# Aim
Put every line from the start of the listing through the line containing "[[[258,235],[507,301],[507,1],[64,2],[0,1],[0,271]]]", both ends included, into a JSON list of strings with one string per line and no blank lines. Omit the pictures.

# Records
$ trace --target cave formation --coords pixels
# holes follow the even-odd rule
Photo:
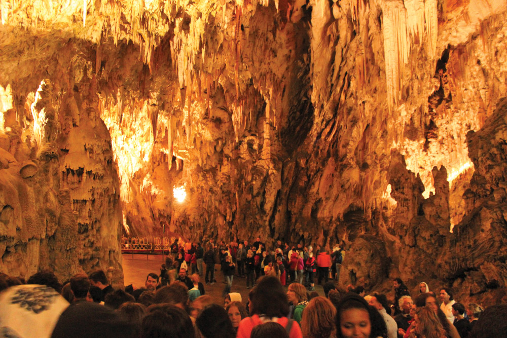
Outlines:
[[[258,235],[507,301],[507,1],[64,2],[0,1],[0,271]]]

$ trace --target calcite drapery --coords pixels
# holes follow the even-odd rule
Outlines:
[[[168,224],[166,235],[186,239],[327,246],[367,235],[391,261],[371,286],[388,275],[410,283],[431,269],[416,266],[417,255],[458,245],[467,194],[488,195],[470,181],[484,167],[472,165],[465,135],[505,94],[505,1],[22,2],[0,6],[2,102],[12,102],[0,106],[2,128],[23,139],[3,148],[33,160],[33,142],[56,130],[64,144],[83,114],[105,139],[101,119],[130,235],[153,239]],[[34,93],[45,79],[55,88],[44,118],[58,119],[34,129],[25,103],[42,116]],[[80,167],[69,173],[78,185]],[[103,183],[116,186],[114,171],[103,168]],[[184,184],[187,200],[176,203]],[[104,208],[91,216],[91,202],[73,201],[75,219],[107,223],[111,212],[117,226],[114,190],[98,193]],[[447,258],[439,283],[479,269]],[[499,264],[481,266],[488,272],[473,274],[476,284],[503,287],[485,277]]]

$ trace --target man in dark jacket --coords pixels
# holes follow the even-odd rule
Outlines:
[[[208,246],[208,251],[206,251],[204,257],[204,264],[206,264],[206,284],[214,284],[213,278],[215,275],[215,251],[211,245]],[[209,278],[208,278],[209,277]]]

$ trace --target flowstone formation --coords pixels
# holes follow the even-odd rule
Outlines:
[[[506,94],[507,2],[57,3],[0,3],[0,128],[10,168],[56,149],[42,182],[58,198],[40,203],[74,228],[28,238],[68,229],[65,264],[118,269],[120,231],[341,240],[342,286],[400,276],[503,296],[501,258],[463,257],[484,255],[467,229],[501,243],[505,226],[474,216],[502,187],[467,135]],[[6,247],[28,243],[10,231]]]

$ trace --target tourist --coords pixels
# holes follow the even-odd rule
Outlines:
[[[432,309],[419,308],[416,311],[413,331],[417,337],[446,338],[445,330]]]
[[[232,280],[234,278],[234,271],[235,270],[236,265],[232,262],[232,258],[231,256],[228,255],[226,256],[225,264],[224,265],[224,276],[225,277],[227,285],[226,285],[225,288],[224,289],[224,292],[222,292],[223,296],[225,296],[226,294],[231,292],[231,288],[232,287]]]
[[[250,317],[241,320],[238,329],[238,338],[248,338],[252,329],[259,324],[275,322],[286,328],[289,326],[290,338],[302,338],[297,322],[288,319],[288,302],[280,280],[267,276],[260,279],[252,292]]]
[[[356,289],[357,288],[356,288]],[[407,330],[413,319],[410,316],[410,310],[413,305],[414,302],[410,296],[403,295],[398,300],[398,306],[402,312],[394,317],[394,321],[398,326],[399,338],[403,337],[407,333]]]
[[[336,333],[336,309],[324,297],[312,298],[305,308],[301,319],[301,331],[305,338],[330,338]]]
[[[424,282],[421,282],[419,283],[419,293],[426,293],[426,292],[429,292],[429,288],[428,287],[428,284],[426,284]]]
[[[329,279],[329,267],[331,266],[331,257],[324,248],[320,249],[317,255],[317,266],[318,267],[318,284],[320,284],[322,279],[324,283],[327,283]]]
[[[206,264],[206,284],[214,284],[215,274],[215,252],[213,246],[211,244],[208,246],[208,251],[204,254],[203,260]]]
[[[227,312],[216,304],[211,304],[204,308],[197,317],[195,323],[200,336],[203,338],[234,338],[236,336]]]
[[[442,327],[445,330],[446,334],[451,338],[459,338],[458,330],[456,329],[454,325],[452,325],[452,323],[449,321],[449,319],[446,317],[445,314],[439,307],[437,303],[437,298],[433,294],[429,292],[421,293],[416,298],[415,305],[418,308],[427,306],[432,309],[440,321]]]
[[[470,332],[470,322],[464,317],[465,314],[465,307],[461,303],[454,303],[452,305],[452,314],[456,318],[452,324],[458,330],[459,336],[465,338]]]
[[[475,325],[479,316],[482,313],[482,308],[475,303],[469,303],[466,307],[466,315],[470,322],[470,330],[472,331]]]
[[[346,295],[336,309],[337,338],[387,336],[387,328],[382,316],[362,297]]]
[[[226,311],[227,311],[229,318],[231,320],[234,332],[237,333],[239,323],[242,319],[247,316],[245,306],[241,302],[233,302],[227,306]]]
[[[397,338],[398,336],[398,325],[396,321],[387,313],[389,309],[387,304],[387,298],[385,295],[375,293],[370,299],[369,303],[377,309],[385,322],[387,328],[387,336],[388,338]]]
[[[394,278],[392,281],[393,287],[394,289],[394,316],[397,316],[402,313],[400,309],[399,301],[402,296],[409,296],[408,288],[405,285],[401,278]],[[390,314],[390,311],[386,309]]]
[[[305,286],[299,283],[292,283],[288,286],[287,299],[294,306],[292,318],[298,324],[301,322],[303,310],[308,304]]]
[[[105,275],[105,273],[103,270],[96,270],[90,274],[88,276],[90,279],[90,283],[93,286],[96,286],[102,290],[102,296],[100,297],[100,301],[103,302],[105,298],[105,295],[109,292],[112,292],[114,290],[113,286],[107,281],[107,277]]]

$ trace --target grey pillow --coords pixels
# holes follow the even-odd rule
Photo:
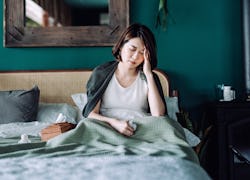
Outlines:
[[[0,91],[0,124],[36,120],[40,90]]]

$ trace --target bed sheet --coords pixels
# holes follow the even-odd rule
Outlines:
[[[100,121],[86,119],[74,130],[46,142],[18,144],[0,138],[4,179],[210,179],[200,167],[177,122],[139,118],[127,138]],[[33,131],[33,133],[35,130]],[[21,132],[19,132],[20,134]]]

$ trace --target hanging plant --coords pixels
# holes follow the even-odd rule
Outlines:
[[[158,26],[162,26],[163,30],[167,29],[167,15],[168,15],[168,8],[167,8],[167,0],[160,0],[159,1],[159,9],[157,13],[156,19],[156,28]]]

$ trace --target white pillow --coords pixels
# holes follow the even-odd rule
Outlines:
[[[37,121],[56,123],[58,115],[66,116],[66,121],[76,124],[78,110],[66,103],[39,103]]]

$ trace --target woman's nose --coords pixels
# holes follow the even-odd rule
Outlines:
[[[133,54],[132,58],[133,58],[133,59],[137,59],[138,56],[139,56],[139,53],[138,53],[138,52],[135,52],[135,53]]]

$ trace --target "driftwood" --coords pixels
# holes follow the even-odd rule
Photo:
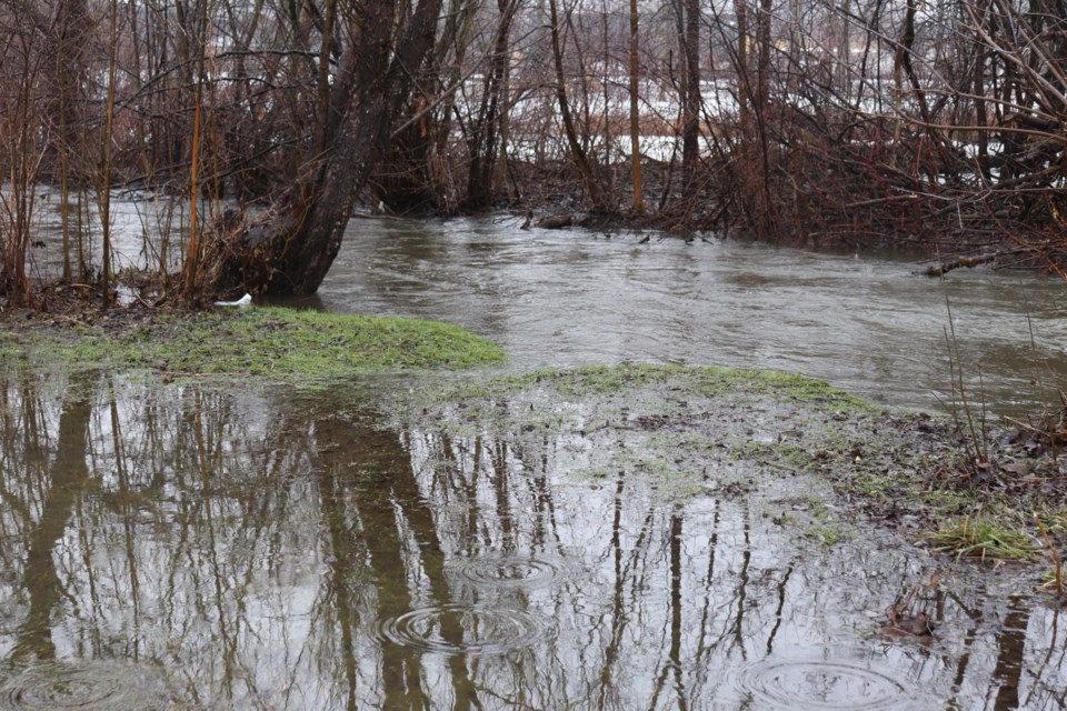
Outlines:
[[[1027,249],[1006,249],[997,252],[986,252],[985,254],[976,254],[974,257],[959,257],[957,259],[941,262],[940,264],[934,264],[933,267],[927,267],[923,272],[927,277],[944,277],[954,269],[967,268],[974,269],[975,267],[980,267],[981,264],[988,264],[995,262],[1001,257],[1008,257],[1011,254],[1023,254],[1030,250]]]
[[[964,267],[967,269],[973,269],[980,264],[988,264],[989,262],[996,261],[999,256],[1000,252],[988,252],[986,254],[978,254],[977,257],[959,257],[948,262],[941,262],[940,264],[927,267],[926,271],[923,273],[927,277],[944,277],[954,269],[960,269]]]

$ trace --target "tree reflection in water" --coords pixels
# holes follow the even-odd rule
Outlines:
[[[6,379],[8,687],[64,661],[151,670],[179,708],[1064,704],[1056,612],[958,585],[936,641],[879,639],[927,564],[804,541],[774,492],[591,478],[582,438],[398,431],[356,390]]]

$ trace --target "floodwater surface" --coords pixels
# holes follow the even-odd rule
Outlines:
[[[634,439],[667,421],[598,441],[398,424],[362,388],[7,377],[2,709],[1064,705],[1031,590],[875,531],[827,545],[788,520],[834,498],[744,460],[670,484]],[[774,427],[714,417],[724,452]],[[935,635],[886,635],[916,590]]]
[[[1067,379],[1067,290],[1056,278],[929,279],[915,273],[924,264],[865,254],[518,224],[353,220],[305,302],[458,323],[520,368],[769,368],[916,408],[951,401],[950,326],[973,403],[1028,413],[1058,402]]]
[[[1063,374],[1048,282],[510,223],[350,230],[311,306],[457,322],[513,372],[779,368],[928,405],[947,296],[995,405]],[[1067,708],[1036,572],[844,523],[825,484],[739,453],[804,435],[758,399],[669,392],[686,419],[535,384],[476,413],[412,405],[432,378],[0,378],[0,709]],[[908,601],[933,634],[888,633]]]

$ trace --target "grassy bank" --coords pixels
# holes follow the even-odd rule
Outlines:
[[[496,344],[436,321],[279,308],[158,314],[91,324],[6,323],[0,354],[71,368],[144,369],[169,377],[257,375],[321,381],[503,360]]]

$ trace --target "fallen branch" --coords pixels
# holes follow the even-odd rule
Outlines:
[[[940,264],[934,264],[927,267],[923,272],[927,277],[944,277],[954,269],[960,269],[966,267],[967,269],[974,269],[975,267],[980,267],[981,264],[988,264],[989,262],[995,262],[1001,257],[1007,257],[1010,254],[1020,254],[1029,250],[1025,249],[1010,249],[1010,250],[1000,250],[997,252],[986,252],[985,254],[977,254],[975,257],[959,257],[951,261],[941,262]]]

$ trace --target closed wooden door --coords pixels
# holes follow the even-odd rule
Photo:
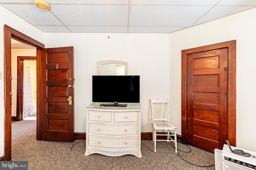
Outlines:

# Answer to the exercise
[
  "$ trace --target cave formation --coords pixels",
  "# holes follow the even-odd rule",
  "Photo:",
  "Outlines:",
  "[[[258,235],[507,301],[507,1],[64,2],[0,1],[0,271]]]"
]